- EXERCISE DESCRIPTION
Return every line in the entries below that contains the string "bamboo".

***** INPUT RECORDS *****

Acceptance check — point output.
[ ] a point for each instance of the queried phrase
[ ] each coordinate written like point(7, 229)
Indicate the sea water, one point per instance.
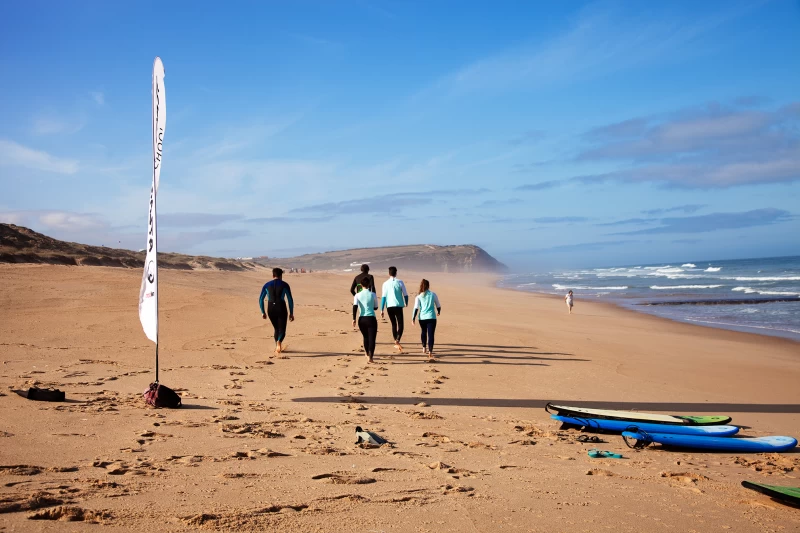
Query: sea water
point(757, 295)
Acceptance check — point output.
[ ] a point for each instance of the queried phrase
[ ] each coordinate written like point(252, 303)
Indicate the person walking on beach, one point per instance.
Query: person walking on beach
point(394, 297)
point(428, 306)
point(365, 303)
point(275, 291)
point(364, 279)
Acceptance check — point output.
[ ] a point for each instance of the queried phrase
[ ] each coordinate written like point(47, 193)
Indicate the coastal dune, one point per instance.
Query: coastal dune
point(268, 443)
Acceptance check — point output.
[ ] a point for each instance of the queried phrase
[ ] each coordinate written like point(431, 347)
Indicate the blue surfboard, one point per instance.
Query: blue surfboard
point(621, 425)
point(716, 444)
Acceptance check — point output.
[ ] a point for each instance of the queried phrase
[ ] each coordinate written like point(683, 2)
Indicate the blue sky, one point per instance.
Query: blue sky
point(561, 134)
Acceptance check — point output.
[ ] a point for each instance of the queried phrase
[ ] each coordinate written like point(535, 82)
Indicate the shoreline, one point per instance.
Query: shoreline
point(267, 443)
point(790, 336)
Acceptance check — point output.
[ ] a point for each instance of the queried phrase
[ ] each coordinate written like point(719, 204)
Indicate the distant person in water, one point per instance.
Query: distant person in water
point(394, 297)
point(428, 306)
point(364, 279)
point(275, 291)
point(365, 303)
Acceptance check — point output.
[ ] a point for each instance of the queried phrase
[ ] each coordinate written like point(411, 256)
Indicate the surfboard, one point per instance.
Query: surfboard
point(634, 416)
point(717, 444)
point(622, 425)
point(790, 495)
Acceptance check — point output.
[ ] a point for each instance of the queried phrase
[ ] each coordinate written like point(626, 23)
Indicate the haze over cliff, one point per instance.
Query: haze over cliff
point(22, 245)
point(419, 257)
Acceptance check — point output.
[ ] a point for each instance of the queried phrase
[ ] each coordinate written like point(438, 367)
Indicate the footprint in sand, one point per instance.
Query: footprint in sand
point(344, 479)
point(69, 513)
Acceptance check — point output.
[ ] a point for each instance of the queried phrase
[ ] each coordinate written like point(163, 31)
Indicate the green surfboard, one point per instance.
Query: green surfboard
point(790, 495)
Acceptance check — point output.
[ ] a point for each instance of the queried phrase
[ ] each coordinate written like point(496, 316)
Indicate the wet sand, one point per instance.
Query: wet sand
point(267, 443)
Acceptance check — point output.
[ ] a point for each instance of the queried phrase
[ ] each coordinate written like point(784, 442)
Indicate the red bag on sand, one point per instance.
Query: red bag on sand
point(159, 395)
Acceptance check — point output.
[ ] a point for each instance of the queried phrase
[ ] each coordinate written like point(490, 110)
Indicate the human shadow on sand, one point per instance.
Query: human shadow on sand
point(672, 407)
point(462, 354)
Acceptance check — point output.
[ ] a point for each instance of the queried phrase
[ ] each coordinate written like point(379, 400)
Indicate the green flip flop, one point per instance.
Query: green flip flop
point(594, 453)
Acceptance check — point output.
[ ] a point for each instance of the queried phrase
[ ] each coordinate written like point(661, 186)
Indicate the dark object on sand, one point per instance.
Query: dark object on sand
point(159, 395)
point(46, 395)
point(788, 495)
point(368, 437)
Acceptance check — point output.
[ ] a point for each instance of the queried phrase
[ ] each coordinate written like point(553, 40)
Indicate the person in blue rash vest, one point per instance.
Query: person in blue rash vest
point(428, 306)
point(365, 303)
point(276, 290)
point(394, 297)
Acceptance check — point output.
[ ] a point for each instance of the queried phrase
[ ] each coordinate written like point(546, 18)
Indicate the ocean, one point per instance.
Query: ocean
point(755, 295)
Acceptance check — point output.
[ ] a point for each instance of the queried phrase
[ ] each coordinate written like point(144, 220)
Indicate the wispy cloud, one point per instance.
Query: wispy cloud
point(582, 247)
point(98, 97)
point(603, 39)
point(712, 147)
point(287, 220)
point(187, 240)
point(717, 222)
point(15, 154)
point(51, 125)
point(527, 138)
point(64, 221)
point(629, 222)
point(500, 203)
point(559, 220)
point(192, 220)
point(540, 186)
point(687, 209)
point(387, 203)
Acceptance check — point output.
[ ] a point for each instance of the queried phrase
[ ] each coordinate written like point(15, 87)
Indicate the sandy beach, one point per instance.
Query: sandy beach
point(268, 443)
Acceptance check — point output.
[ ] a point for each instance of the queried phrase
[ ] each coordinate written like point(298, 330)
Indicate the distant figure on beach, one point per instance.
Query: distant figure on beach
point(364, 279)
point(365, 303)
point(276, 290)
point(428, 306)
point(394, 297)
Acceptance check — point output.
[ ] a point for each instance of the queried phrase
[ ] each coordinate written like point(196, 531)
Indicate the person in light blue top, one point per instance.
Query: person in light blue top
point(394, 299)
point(428, 306)
point(365, 304)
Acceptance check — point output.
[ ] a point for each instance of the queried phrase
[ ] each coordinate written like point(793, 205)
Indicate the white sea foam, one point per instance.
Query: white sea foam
point(668, 287)
point(750, 290)
point(703, 321)
point(559, 287)
point(766, 278)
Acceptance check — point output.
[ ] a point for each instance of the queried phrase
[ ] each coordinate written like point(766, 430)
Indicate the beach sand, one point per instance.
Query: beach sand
point(266, 443)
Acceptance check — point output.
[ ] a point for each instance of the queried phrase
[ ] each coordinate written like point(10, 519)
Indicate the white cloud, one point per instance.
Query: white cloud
point(65, 221)
point(15, 154)
point(54, 125)
point(602, 40)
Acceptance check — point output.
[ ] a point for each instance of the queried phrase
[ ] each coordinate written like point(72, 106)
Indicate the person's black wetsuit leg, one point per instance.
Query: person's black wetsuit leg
point(279, 316)
point(369, 331)
point(396, 318)
point(428, 327)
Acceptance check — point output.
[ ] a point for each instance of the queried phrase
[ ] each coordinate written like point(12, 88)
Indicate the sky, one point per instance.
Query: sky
point(551, 134)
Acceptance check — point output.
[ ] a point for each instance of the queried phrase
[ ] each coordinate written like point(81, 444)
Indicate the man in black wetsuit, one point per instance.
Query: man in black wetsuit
point(277, 290)
point(364, 279)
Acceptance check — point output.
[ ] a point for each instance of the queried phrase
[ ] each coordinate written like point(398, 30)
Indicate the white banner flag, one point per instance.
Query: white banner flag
point(148, 294)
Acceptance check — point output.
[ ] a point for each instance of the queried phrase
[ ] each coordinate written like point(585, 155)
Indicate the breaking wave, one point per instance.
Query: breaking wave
point(668, 287)
point(559, 287)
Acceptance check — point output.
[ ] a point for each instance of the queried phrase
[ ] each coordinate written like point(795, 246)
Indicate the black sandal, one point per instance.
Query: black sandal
point(590, 438)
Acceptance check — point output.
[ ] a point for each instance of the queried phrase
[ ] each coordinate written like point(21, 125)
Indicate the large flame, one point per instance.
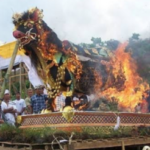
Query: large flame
point(129, 92)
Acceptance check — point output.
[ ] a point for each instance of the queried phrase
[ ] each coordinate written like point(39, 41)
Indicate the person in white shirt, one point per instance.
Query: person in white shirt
point(20, 104)
point(8, 109)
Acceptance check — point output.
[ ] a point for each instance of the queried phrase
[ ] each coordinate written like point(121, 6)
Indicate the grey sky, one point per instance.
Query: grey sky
point(79, 20)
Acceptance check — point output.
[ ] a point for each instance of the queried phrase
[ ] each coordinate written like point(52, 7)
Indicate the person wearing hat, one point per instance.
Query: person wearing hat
point(8, 109)
point(37, 101)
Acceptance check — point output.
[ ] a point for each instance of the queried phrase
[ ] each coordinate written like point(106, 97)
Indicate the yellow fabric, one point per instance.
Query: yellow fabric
point(7, 50)
point(45, 111)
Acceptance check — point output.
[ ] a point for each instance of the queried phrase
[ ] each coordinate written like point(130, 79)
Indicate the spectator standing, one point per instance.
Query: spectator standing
point(37, 101)
point(59, 101)
point(1, 120)
point(49, 107)
point(28, 101)
point(8, 109)
point(20, 104)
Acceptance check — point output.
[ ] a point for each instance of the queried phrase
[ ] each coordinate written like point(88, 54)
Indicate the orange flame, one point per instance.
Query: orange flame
point(131, 91)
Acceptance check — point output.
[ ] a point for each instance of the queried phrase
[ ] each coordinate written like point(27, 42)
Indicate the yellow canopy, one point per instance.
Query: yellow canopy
point(7, 50)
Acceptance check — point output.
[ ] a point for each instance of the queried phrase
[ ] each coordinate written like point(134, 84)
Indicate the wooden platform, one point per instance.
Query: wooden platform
point(82, 119)
point(85, 144)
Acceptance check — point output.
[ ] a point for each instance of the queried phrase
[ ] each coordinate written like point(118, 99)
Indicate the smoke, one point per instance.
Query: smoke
point(78, 21)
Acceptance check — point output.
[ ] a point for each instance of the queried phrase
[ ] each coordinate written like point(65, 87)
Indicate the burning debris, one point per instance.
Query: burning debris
point(123, 84)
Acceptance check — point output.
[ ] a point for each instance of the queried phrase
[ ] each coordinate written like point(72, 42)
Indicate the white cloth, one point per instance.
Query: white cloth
point(8, 117)
point(32, 74)
point(20, 104)
point(60, 102)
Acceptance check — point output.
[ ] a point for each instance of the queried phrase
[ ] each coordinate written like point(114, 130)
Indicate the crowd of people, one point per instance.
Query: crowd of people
point(37, 102)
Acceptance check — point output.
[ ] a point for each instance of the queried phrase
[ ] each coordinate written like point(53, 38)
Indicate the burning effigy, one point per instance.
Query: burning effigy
point(69, 68)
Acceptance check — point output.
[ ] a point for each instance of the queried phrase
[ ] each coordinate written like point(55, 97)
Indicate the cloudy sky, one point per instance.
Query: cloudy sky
point(79, 20)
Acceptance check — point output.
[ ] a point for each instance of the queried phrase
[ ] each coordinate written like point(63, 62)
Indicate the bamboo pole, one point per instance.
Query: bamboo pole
point(9, 68)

*****

- EXERCISE RESULT
Indicate the bamboo pole, one point per instance.
Query: bamboo pole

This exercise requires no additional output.